*Exercise requirements:* Could you give the rows again from the line containing "capital. Report bounding boxes for all instances." through the end of the rows, replacing "stone archway" with "stone arch" and leaving everything else unchanged?

(Items listed in a dataset)
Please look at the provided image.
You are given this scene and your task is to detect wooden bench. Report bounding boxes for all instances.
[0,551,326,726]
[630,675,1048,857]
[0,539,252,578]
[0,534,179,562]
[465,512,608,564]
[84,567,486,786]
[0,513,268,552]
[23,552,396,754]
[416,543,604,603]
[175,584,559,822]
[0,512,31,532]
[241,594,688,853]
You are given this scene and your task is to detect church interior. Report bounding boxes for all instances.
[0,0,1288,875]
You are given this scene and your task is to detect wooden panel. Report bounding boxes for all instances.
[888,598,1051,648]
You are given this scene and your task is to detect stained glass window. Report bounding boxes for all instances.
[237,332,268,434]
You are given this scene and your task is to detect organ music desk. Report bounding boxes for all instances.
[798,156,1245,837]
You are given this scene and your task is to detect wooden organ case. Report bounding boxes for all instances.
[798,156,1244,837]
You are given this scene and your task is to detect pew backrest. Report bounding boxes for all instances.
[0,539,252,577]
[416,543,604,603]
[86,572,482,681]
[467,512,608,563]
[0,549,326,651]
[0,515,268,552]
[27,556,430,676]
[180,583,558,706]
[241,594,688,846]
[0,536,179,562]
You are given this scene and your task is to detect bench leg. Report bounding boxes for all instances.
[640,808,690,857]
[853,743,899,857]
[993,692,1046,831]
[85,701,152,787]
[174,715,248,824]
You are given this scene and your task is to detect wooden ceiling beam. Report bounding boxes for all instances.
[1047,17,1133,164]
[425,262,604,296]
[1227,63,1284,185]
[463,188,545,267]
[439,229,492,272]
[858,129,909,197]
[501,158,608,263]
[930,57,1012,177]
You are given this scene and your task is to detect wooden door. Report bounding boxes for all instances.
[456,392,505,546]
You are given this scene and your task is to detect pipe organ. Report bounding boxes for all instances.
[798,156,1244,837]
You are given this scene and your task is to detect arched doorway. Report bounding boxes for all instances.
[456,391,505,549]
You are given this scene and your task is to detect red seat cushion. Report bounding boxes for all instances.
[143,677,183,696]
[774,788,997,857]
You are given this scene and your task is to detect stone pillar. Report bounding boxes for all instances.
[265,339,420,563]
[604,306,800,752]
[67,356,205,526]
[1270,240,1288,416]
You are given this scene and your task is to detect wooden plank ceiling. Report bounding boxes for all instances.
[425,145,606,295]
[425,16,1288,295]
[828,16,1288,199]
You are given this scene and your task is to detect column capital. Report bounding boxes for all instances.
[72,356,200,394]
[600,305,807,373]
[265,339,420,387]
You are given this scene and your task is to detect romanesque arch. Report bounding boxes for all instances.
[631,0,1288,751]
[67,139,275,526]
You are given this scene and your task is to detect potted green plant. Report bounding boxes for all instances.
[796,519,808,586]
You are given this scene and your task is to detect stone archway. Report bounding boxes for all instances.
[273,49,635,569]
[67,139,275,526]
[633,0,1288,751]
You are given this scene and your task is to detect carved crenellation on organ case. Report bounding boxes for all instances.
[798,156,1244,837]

*Correct result:*
You are given this scene and your task is to detect column capital. Report bounding boxes for all instances.
[72,356,200,394]
[600,305,807,373]
[265,339,420,387]
You are given this scene and your task is to detect romanesque arch. Report bounding boxes for all instances.
[631,0,1288,751]
[67,139,275,526]
You are given this scene and your task is to detect potted green plant. Report bounding boxes for all instances.
[796,519,808,586]
You are given this scene and your task is to detect stone arch. Report bounding boxes for all instances.
[273,49,635,569]
[67,139,275,526]
[633,0,1288,751]
You are given this scene and your task is to detect carved crenellation on organ case. Report bounding boxes for all instances.
[798,156,1244,837]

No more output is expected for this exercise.